* **DATA EXTRACT**
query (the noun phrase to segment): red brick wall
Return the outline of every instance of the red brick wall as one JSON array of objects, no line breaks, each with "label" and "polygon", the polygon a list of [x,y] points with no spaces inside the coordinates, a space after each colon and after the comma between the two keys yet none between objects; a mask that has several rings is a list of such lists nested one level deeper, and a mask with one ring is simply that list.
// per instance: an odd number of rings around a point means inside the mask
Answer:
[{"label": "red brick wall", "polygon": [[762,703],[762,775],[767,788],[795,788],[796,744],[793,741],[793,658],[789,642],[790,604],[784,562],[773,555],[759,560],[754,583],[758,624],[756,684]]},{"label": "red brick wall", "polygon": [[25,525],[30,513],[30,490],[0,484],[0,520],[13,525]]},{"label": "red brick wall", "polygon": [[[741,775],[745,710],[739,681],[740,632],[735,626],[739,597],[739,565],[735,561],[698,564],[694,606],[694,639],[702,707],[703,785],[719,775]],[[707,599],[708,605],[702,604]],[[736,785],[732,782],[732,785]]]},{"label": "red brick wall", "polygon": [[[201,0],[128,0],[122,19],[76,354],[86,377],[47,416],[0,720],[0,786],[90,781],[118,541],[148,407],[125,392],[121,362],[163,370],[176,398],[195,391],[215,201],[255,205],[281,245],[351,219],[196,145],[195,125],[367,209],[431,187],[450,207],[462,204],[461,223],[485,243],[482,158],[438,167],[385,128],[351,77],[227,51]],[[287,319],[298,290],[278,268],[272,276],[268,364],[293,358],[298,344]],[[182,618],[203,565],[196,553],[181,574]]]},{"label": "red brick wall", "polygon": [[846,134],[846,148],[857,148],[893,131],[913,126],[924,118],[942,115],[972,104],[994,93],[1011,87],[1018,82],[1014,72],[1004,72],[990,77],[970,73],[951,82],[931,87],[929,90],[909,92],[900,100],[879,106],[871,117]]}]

* **TASK BRIEF**
Pick out each line in the entries above that contains the word "wall" and copy those lines in full.

* **EXERCISE OUTPUT**
query (the noun phrase to segment): red brick wall
Return the outline of every instance of the red brick wall as one JSON array of objects, no line breaks, each with "label" and "polygon", the polygon a list of [x,y] points with no spaces inside the coordinates, a space after each colon and after the comma between the two keys yet none between objects; a mask that has several rings is a list of such lists nested one level deeper, and a mask with one ring is simply that list.
[{"label": "red brick wall", "polygon": [[762,703],[762,775],[767,788],[795,788],[796,744],[793,741],[793,658],[789,642],[790,604],[784,562],[773,555],[759,560],[754,583],[758,624],[756,684]]},{"label": "red brick wall", "polygon": [[25,525],[30,513],[30,490],[0,484],[0,520],[13,525]]},{"label": "red brick wall", "polygon": [[[741,775],[745,710],[739,681],[740,632],[735,626],[739,597],[739,565],[735,561],[698,564],[694,606],[694,639],[702,707],[703,785],[719,775]],[[707,599],[708,605],[702,604]],[[736,785],[732,782],[732,785]]]},{"label": "red brick wall", "polygon": [[[201,0],[128,0],[122,19],[76,354],[86,377],[47,416],[0,720],[0,786],[90,781],[118,541],[148,407],[125,392],[121,362],[163,370],[176,398],[195,391],[215,201],[255,205],[281,245],[351,219],[196,145],[195,125],[367,209],[431,187],[450,207],[462,204],[461,223],[485,243],[482,158],[438,167],[385,128],[351,77],[227,51]],[[287,319],[298,290],[278,268],[272,276],[268,364],[293,358],[298,344]],[[182,618],[203,565],[196,553],[181,574]]]},{"label": "red brick wall", "polygon": [[846,134],[846,148],[857,148],[893,131],[913,126],[924,118],[942,115],[972,104],[994,93],[1011,87],[1018,82],[1014,72],[1004,72],[990,77],[970,73],[951,82],[931,87],[929,90],[909,92],[900,100],[879,106],[871,117]]}]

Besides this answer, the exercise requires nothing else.